**Exercise prompt**
Which lines of the material contain the word "every"? Report each such line in full.

— begin Record list —

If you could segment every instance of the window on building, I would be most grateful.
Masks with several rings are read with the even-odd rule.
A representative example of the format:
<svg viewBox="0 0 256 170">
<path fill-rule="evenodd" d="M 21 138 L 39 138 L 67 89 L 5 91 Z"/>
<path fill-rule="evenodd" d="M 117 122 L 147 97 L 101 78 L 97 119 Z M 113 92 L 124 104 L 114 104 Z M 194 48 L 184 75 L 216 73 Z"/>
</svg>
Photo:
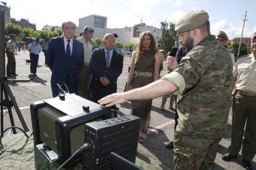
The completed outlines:
<svg viewBox="0 0 256 170">
<path fill-rule="evenodd" d="M 98 17 L 94 17 L 93 26 L 100 28 L 105 28 L 105 18 Z"/>
</svg>

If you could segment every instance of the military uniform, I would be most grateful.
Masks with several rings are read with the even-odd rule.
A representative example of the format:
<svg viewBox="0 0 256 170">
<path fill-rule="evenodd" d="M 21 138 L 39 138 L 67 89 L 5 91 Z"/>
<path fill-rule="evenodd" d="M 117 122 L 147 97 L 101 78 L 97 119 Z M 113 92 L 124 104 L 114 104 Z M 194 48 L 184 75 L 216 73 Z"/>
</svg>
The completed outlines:
<svg viewBox="0 0 256 170">
<path fill-rule="evenodd" d="M 226 49 L 208 36 L 163 78 L 179 88 L 174 169 L 211 169 L 228 123 L 232 67 Z"/>
<path fill-rule="evenodd" d="M 89 29 L 89 27 L 85 26 L 85 29 Z M 92 31 L 90 28 L 89 31 Z M 94 32 L 94 31 L 93 31 Z M 92 42 L 86 41 L 83 36 L 79 39 L 79 41 L 83 42 L 84 49 L 84 65 L 79 71 L 79 83 L 77 88 L 77 95 L 80 95 L 86 99 L 89 99 L 90 90 L 88 89 L 90 80 L 91 79 L 91 72 L 88 68 L 90 61 L 90 57 L 93 51 Z"/>
<path fill-rule="evenodd" d="M 45 54 L 45 64 L 47 64 L 46 57 L 47 57 L 47 51 L 48 50 L 48 43 L 46 44 L 45 42 L 47 42 L 47 40 L 45 40 L 45 42 L 43 44 L 42 49 L 43 50 L 43 54 Z"/>
<path fill-rule="evenodd" d="M 6 66 L 6 75 L 11 76 L 11 75 L 16 75 L 16 61 L 15 60 L 15 42 L 12 39 L 8 41 L 6 44 L 6 47 L 9 48 L 6 52 L 7 57 L 7 64 Z"/>
<path fill-rule="evenodd" d="M 39 42 L 39 38 L 36 40 Z M 39 52 L 42 51 L 42 47 L 40 44 L 36 44 L 36 42 L 32 42 L 28 46 L 30 50 L 30 73 L 36 76 L 36 68 L 38 63 Z"/>
<path fill-rule="evenodd" d="M 256 60 L 253 54 L 240 58 L 234 66 L 237 78 L 233 102 L 232 138 L 228 153 L 237 155 L 242 147 L 242 159 L 252 161 L 256 153 Z"/>
</svg>

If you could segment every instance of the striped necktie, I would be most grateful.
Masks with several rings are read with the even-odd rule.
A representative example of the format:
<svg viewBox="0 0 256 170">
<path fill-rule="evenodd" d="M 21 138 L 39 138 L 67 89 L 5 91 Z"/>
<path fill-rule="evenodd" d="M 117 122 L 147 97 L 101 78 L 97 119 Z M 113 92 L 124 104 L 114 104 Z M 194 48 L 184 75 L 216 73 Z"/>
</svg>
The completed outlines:
<svg viewBox="0 0 256 170">
<path fill-rule="evenodd" d="M 107 51 L 107 57 L 106 58 L 106 67 L 108 68 L 109 65 L 109 52 Z"/>
</svg>

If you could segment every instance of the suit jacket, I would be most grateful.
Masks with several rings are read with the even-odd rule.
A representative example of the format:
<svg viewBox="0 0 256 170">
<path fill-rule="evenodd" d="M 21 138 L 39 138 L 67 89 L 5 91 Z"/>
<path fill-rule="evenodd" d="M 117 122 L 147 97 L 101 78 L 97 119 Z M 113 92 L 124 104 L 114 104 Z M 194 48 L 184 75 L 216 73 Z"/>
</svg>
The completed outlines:
<svg viewBox="0 0 256 170">
<path fill-rule="evenodd" d="M 71 57 L 69 59 L 66 54 L 63 36 L 51 38 L 48 44 L 46 60 L 47 64 L 53 72 L 51 79 L 53 94 L 56 90 L 55 88 L 59 92 L 57 83 L 63 84 L 67 74 L 69 75 L 69 81 L 71 83 L 71 87 L 68 87 L 77 88 L 79 71 L 83 65 L 83 43 L 73 38 Z"/>
<path fill-rule="evenodd" d="M 114 49 L 110 65 L 106 67 L 105 51 L 104 48 L 95 49 L 90 58 L 88 68 L 92 73 L 89 88 L 92 91 L 98 91 L 105 88 L 108 94 L 116 92 L 117 78 L 122 71 L 122 57 Z M 106 77 L 110 83 L 104 86 L 100 82 L 100 77 Z"/>
</svg>

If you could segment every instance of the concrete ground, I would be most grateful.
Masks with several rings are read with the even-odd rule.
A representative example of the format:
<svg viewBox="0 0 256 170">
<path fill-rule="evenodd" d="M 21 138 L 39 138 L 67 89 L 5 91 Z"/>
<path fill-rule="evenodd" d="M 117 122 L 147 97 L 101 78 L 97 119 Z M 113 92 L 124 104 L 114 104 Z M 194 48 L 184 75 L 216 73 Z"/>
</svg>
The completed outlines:
<svg viewBox="0 0 256 170">
<path fill-rule="evenodd" d="M 30 65 L 26 64 L 25 60 L 30 59 L 28 52 L 20 51 L 18 52 L 18 55 L 15 55 L 15 57 L 17 63 L 17 74 L 19 76 L 9 78 L 9 79 L 28 79 L 28 75 L 30 73 Z M 6 63 L 7 57 L 6 57 Z M 30 83 L 8 83 L 22 116 L 31 131 L 32 127 L 29 109 L 30 104 L 34 102 L 52 97 L 50 86 L 51 71 L 44 63 L 45 56 L 43 53 L 40 53 L 36 73 L 38 76 L 33 81 Z M 165 73 L 165 71 L 161 71 L 161 76 L 164 75 Z M 128 65 L 124 65 L 122 73 L 117 81 L 118 92 L 123 91 L 127 75 Z M 173 150 L 166 148 L 165 145 L 173 139 L 175 113 L 168 109 L 169 103 L 166 104 L 166 111 L 160 110 L 161 103 L 161 97 L 153 100 L 151 121 L 149 127 L 150 133 L 144 142 L 139 144 L 137 156 L 160 169 L 172 169 L 174 153 Z M 119 116 L 130 113 L 130 104 L 129 102 L 117 105 L 117 107 L 120 108 L 118 111 Z M 15 110 L 13 110 L 13 114 L 15 125 L 22 127 Z M 4 111 L 4 129 L 5 129 L 11 126 L 11 123 L 8 113 Z M 233 159 L 231 161 L 225 162 L 221 160 L 221 155 L 227 152 L 227 148 L 231 144 L 231 120 L 232 113 L 230 111 L 227 132 L 219 145 L 213 169 L 244 169 L 242 162 L 241 153 L 239 153 L 237 158 Z M 255 162 L 256 159 L 254 158 L 252 164 L 255 168 L 256 168 Z"/>
</svg>

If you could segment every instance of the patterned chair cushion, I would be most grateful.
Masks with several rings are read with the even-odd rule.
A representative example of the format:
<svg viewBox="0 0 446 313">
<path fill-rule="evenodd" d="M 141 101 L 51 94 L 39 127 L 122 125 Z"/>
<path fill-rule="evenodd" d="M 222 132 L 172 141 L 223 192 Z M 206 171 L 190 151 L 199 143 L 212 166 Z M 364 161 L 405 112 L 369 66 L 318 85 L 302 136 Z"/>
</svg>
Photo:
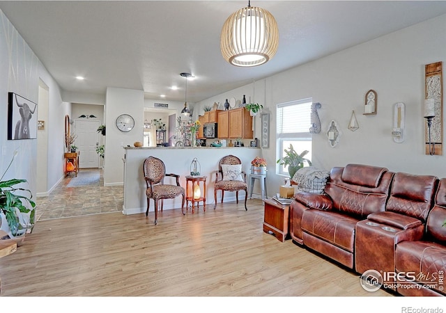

— end Record list —

**Task result**
If you could segment every instance of the window on building, I would be most grateful.
If you could segment every instance of the military uniform, I would be most grateful.
If you could segment every instance of the striped necktie, I would be most grateful.
If you could segment every instance of the suit jacket, I would be most grateful.
If you could segment every instance of the concrete ground, I would be most grateful.
If you could segment every instance of the patterned chair cushion, I would be most grateful.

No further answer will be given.